SOBRE LA TAREA:
Según el fragmento citado, ¿qué palabras acompañaban a la casilla que había que marcar?

Lo leí la primera vez, y algo extraño me pasó. Me quedé bloqueada. No podía marcarla. Lo volví a leer… y todo empezó a cambiar. De repente, el tiempo se paró, dejé de oír a mis hijos en el jardín, dejé de ver a Sara y sus legos, y el sol se oscureció.
Sólo podía ver aquella casilla y las palabras “Necesidades Educativas Especiales”. Yo era perfectamente consciente de que mi hija era diferente al resto de los niños. Sabía que tenía un trastorno y lo que ello significaba. Pensaba que ya había pasado por el duelo y la aceptación, y que a partir de entones, todo el camino sería recto, sin recodos ni cuestas inesperadas.
Y esas palabras seguían allí, bloqueándome y hundiéndome poquito a poco. Pese a ser perfectamente consciente de la situación de Sara, el hecho de marcar esa casilla me parecía de alguna manera, como “oficializar” su problema. Era como gritarlo ante la sociedad: mi hija está enferma. Ya no había marcha atrás. Sara se incorporaba al sistema educativo, a la sociedad, con un handicap. Y su madre no estaba preparada para dar ese paso definitivo. Miré a mi princesita; para mí era un ángel sin alas… pero esa casilla significaba que nunca podría tener esas alas por sí misma, que tendríamos que construírselas entre todos, y la magnitud de la empresa me abrumaba.

DATOS REGISTRADOS:

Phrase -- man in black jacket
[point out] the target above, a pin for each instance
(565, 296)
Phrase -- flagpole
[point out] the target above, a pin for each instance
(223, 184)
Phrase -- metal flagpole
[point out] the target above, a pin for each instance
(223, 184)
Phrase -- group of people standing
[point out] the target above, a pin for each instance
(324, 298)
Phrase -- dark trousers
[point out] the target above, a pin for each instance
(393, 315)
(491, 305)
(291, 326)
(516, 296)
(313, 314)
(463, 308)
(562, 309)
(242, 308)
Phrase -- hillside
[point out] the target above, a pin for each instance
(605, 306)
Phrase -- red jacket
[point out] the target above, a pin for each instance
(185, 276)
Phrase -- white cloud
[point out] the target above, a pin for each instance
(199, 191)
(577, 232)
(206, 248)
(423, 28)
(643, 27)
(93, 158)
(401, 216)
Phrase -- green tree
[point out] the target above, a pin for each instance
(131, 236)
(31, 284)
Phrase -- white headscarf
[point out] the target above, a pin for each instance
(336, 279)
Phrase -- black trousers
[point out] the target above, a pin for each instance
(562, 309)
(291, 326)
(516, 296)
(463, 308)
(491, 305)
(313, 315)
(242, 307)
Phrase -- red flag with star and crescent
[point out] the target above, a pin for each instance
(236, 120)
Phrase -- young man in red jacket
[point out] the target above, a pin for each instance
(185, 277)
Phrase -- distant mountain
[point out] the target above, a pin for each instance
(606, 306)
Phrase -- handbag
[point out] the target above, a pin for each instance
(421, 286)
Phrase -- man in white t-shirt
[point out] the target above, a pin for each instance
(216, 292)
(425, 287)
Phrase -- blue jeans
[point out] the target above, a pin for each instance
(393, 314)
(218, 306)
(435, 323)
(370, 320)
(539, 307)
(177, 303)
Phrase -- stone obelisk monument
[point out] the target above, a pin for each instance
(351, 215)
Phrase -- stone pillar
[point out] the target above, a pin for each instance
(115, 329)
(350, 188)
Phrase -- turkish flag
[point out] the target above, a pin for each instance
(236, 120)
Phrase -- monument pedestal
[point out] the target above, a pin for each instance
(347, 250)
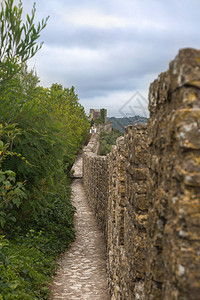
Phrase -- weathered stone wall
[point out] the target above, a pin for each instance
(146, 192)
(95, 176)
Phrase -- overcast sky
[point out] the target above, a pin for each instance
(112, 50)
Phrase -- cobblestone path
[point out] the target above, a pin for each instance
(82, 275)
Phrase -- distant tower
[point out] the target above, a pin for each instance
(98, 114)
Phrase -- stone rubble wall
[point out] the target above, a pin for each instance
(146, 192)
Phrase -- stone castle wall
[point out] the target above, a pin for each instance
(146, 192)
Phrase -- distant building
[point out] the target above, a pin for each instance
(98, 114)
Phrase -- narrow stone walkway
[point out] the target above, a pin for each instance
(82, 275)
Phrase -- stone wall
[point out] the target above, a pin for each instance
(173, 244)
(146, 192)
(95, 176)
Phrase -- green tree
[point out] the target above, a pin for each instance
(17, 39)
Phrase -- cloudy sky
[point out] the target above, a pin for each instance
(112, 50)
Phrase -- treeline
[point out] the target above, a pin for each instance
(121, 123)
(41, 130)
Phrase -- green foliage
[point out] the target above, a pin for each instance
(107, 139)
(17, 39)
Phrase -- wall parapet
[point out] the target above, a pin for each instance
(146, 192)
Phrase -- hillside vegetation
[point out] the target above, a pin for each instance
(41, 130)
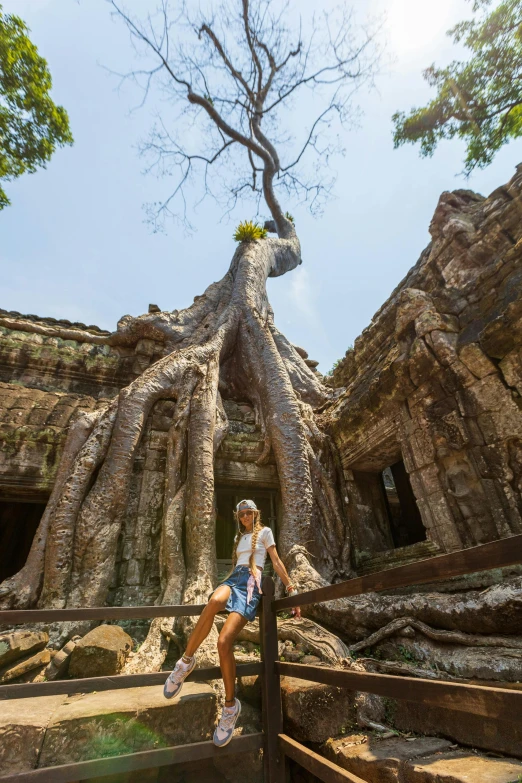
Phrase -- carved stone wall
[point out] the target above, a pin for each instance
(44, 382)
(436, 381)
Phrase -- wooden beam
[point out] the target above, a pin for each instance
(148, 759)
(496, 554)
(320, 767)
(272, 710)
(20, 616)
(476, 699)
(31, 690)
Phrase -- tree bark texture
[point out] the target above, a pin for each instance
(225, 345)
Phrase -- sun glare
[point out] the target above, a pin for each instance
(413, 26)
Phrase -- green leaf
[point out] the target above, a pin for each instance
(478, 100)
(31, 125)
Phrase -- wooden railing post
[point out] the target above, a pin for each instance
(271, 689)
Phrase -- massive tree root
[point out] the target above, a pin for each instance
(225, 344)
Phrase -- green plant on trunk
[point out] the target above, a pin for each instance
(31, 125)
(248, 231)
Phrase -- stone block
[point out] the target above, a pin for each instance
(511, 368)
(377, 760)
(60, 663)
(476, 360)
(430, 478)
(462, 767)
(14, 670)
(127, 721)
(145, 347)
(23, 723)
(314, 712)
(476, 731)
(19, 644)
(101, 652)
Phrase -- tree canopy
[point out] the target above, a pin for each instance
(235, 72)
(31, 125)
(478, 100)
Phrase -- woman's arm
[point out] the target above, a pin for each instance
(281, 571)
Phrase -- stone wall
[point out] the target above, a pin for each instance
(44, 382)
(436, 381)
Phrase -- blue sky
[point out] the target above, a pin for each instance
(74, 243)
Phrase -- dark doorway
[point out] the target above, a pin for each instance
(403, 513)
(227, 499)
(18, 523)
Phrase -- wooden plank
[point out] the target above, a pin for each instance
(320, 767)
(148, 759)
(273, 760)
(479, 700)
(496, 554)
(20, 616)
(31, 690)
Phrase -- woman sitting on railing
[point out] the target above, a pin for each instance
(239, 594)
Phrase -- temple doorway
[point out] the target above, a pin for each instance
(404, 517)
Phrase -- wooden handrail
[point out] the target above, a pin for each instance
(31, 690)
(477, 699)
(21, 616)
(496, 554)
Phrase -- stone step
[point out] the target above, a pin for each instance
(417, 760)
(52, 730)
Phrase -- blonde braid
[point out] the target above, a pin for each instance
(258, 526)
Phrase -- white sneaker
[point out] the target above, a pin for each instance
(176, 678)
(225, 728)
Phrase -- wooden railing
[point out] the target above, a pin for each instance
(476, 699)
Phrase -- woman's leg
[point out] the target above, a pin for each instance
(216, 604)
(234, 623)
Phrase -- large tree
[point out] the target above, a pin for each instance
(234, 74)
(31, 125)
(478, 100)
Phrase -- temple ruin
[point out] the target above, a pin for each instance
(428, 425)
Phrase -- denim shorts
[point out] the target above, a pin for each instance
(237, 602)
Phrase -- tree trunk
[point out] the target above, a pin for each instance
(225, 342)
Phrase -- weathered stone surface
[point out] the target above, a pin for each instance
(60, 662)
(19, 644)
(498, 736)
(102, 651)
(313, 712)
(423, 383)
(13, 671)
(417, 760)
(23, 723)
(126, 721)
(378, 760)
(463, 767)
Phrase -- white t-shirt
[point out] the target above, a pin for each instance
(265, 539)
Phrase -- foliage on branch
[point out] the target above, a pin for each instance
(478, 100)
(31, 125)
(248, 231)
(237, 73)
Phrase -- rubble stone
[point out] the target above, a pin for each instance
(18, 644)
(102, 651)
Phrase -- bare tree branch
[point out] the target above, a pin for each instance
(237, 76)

* * *

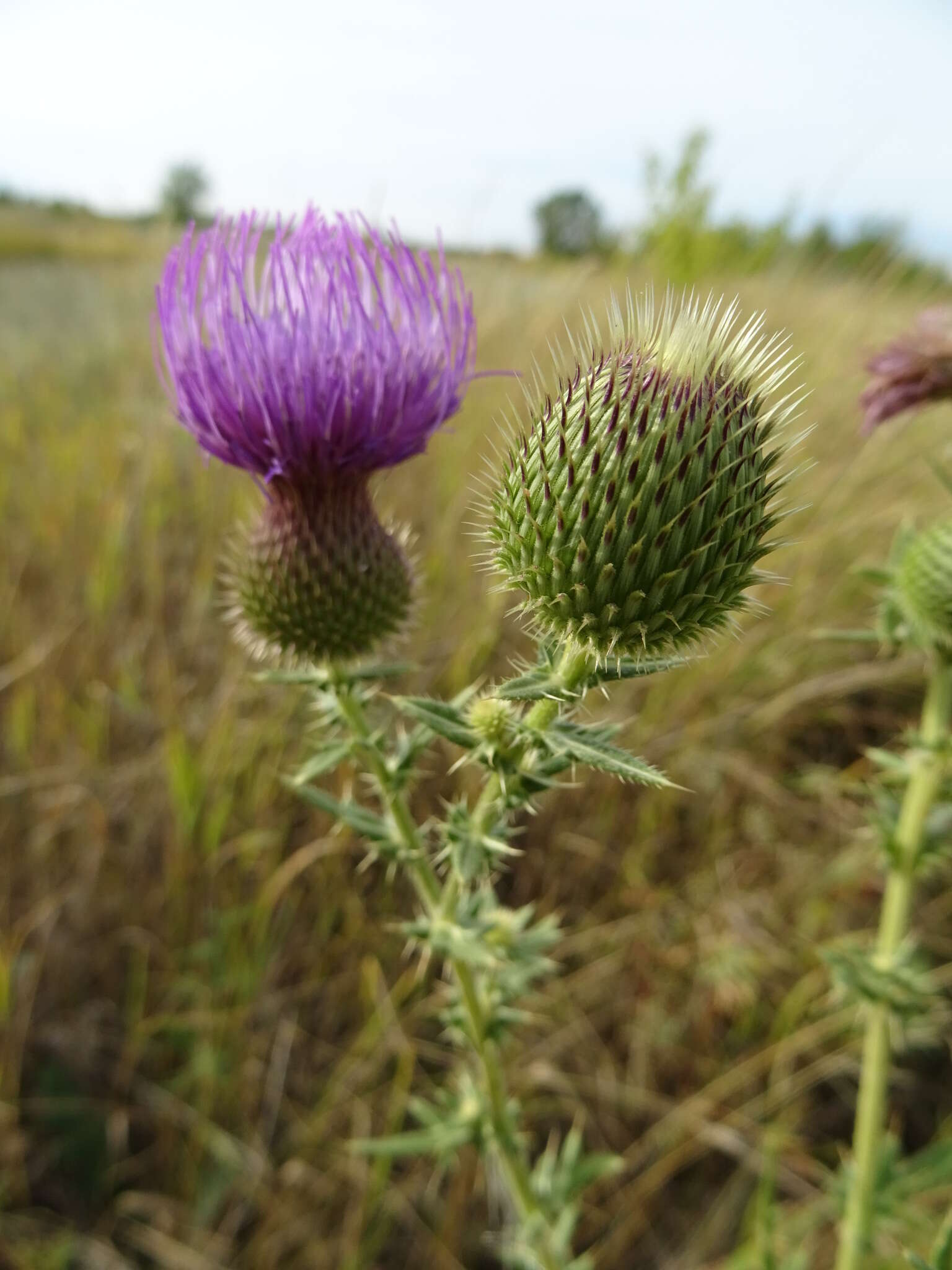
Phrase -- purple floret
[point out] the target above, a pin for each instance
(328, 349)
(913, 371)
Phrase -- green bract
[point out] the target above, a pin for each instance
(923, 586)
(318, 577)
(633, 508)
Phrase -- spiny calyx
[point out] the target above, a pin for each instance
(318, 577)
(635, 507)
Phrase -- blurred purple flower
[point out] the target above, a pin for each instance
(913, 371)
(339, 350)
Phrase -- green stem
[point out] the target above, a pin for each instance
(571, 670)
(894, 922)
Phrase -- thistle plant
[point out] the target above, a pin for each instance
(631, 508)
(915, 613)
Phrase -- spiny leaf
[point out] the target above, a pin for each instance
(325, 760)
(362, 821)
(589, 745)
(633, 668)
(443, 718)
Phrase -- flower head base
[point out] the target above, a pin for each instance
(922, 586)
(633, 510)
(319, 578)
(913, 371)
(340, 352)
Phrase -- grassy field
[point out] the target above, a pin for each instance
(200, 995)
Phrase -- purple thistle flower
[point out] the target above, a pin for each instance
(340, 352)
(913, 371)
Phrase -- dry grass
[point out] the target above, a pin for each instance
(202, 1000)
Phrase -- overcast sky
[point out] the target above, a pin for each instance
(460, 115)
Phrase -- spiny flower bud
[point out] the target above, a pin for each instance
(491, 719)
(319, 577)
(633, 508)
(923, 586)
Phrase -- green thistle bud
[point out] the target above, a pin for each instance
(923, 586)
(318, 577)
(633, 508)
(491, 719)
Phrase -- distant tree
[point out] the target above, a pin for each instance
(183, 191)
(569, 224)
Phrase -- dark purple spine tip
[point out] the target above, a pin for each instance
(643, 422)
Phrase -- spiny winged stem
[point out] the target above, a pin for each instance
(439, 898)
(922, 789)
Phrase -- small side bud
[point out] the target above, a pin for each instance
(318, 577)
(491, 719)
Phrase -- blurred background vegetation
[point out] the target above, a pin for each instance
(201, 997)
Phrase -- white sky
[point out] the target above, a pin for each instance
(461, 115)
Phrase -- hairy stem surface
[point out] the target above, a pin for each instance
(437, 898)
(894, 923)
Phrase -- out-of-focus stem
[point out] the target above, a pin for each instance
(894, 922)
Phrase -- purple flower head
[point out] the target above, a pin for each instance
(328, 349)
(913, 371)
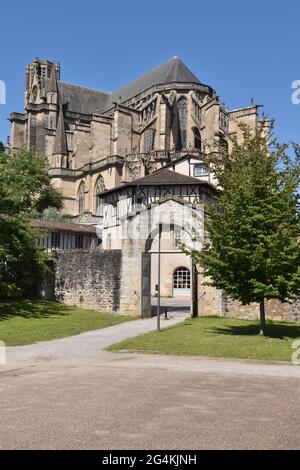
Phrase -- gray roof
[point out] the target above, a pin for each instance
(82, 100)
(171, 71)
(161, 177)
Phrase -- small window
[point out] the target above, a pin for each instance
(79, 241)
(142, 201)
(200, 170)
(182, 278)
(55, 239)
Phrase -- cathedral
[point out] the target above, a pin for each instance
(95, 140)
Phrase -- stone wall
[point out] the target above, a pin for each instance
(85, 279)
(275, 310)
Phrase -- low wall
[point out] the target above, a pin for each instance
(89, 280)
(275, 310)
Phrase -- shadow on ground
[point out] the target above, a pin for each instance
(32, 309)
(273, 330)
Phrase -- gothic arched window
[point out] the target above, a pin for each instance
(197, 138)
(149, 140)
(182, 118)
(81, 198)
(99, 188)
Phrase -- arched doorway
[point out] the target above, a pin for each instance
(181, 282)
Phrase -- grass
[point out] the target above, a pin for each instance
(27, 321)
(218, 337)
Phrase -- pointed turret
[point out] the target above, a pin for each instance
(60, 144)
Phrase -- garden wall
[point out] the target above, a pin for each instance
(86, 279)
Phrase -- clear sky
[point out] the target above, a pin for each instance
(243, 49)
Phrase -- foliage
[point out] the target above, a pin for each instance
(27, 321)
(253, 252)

---

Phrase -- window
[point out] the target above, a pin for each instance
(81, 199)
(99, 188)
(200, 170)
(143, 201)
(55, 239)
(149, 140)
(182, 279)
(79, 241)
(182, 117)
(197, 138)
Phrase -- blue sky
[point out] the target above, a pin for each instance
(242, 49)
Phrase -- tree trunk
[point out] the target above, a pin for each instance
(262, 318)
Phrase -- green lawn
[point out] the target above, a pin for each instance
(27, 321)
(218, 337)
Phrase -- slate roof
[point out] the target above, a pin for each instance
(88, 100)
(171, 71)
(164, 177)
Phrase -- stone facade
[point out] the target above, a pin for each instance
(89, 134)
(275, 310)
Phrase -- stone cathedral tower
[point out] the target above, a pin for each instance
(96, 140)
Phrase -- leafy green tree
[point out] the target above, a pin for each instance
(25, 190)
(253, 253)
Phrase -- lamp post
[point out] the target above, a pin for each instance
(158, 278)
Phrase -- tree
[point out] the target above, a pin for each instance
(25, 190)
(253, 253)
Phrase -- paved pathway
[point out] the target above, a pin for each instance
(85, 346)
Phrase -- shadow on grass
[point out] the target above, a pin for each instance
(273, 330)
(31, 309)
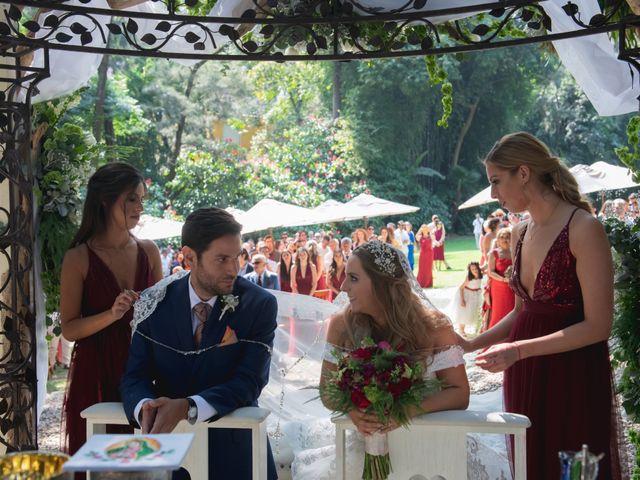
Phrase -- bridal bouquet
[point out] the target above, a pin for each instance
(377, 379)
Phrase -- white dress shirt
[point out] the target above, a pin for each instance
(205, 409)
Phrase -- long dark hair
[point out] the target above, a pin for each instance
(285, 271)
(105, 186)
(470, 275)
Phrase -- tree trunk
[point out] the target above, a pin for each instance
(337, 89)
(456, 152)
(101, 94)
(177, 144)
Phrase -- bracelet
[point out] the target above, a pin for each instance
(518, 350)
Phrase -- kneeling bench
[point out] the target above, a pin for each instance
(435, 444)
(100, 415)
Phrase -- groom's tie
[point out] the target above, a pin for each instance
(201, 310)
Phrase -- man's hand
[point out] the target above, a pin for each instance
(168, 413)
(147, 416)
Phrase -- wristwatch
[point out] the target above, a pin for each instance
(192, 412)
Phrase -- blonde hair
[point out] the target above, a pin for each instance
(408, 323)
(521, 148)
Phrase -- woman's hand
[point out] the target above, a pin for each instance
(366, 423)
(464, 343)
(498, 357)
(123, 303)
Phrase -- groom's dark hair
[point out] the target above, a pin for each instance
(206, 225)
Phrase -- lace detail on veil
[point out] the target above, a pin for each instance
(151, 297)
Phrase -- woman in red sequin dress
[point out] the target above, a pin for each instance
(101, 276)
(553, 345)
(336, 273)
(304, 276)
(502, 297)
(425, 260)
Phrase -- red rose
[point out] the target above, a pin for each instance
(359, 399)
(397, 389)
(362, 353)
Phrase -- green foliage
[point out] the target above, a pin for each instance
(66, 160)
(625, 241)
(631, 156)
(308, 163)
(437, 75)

TU RESPUESTA:
Las palabras "Necesidades Educativas Especiales".